Baltimore 2000: A Year Later
Introduction
BALTIMORE 2000: A WORK IN PROGRESS
This Metropolitan Baltimore urban development review first appeared as Baltimore 2000: Colonial Seaport to Global Metropolis. It was unveiled in April of 2000 at a Baltimore meeting of the International Board of Governors of Lambda Alpha International, a land economics society.
The original Baltimore 2000 monograph presented an overview of then current and emerging urban development activities as a realistic expression of economic forces in a metropolitan context.
Baltimore 2000 also summarized an overview of urban-suburban problems as well as emerging ideas on metropolitan cooperation and regionalism with an eye to stimulating extended discussion of urban and metropolitan concerns.
But Baltimore 2000 was fixed in place on twenty-nine printed pages and wasn't readily available once the initial supply had been distributed.
That led to the creation of this slightly changed web version of Baltimore 2000 located at
http://www.lai.org/go/library/publications/Baltimore2000.html
which can be used to:
- Review the original monograph or just parts of it
- Update the original monograph as metropolitan development changes
- Link to Metropolitan Baltimore planning, development, governing organizations
- Link to web sites dealing with urban and metropolitan issues in general
- Communicate with concerned organizations and people
BALTIMORE 2001: THE CHANGING URBAN METROPOLIS
Metropolitan Baltimore was a single-centered urban complex well into the first half of the 20th Century. Since then, a markedly different multi-centered urban pattern characterized by sprawl, scattered employment centers, and diffuse traffic patterns has emerged. And now the region is on the edge, perhaps, of a more dispersed communications-oriented urban pattern which already shows faint signs that it might take definitive shape over the next twenty to fifty years.
The fact of continual urban change is readily apparent just one year after the original presentation of Baltimore 2000. Consider just a few examples:
- Announcements of still more housing, office, and hotel development for the booming Inner Harbor area
- More "wired" adaptive reuse of buildings for technology activities clustered around Baltimore's "digital harbor"
- Proposals for substantial additions to Baltimore's downtown housing stock
- Changing emphasis of the much debated CBD West Side Plan from demolition for new buildings to adaptive preservation of existing buildings for a mix of housing, culture, and business
- Explosive demolition of the last three of Baltimore's high rise public housing towers for families
- Renewing a massive and long-vacant million square foot Montgomery Ward warehouse as a promising and environmentally sensitive job center
- Plans for renovating historic Jones Falls Valley buildings for environmentally sound "new economy" uses, housing, waterside recreation, and biking trails
- Scaled back plans for community renewal in Southeast Baltimore County following a referendum defeating use of eminent domain for renewal
- Continued development of distribution and office space near I-95 in Harford and Baltimore counties, as well as near BWI airport in Anne Arundel County
- Starting a Baltimore Metropolitan Council "Vision 2030" effort to define how the region wishes to grow physically, socially, and economically
The evidence is clear. Urban development continues apace in the Baltimore Metropolitan Area changing the urban pattern incrementally year-by-year and place-by-place as a reflection of new forces and changing concepts.

Available data –

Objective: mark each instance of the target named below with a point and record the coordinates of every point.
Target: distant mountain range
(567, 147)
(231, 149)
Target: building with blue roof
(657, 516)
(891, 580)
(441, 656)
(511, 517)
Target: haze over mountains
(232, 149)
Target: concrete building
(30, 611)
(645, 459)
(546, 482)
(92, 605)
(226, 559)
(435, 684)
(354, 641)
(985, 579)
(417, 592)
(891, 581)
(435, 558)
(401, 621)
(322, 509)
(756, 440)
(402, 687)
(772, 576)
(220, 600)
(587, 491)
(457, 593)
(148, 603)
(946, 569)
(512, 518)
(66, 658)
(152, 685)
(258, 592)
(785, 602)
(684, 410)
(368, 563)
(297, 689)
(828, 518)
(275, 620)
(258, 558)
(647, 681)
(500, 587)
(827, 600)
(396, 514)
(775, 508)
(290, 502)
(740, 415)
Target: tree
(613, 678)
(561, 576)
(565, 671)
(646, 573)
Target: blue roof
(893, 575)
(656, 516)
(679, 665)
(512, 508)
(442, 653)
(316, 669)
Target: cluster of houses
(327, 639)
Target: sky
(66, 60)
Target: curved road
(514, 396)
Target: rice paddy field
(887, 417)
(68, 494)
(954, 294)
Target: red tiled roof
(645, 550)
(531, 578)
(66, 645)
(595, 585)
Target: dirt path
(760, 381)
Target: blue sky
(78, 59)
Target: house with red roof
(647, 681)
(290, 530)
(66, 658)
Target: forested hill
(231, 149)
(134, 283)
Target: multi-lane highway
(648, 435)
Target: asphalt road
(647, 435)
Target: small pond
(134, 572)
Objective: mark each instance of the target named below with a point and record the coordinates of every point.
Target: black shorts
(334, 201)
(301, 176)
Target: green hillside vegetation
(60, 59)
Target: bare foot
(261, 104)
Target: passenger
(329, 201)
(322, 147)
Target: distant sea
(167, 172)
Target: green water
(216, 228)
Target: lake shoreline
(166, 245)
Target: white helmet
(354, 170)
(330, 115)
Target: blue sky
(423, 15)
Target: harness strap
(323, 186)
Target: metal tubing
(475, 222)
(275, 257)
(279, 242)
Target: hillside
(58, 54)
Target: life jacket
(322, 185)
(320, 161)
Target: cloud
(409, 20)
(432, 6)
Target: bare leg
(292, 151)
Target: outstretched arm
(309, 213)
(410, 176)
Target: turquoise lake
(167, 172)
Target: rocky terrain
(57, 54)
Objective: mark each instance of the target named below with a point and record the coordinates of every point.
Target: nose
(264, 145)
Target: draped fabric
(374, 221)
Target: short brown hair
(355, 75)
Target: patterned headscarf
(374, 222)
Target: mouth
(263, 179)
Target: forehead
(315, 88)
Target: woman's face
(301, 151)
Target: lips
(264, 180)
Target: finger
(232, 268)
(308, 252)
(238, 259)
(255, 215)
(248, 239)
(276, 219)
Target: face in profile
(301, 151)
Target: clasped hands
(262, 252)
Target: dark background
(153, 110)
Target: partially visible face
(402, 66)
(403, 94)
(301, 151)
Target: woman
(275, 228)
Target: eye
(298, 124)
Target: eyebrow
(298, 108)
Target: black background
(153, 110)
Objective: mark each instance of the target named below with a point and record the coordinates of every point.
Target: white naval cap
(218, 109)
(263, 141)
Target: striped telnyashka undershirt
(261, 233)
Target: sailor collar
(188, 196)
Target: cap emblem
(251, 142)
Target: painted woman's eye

Apply what you read –
**A.** Translate this sentence from the Baltimore urban development review into Spanish: "Metropolitan Baltimore was a single-centered urban complex well into the first half of the 20th Century."
**B.** Pick up the Baltimore urban development review after its last sentence and keep writing in the same vein.
The data has nothing to do with the Baltimore urban development review.

Task results –
**A.** El área metropolitana de Baltimore fue un complejo urbano de un solo centro hasta bien entrada la primera mitad del siglo XX.

**B.**
BALTIMORE 2000: INTERNET WEB LINKAGES
This web version of Baltimore 2000 can be read as a whole presentation of history, economic forces, urban development concepts, specific developments, regional challenges, and metropolitan initiatives by simply continuing through this web text.
Or it can be accessed and read section-by-section by going to any of the following:
- Urban evolution and the regional economy focused on urban history, today's metropolitan land use pattern, population-employment-housing factors, and the metropolitan area economic base driving the regional economy
- Urban development review stressing adaptive reuse and infill development style formats along with seventeen urban development project examples
- Regional challenges and opportunities presenting an overview of present urban form and function, communities in distress, future urban form alternatives, urban growth boundaries, regional transportation and land use planning, other regional planning alternatives, and actions for a better region.
- Source Bibliography, Sponsors, Dedication, and Acknowledgements
BALTIMORE ORGANIZATION LINKS
These links can be used to reach general metropolitan interest organizations in Metropolitan Baltimore. Those web pages, in turn, have links to other, more specific and local organizations at the county or city level.
- www.baltometro.org ... Baltimore Metropolitan Council for access to extensive publication lists and data sources, plus links to state, county, and local web pages. Also linked to Baltimore's Enoch Pratt Library.
- www.CPHARegionalCampaign.org ... Citizen's Planning and Housing Association,
dealing witht regional housing and urban development issues since 1941
- www.gbc.org ... Greater Baltimore Committee, active in regional economic
development and metropolitan cooperation issues since the early 1950's
- www.baltimoredevelopment.com ... Baltimore Development Corporation web site useful for wide-ranging economic development information
BROADER TOPICAL LINKS
Many web sites are devoted to urban, metropolitan, and regional issues. Web links to a few basic sites are identified here as ways to access information and opinion on specific topics. They, in turn, can provide links to other web sites of interest.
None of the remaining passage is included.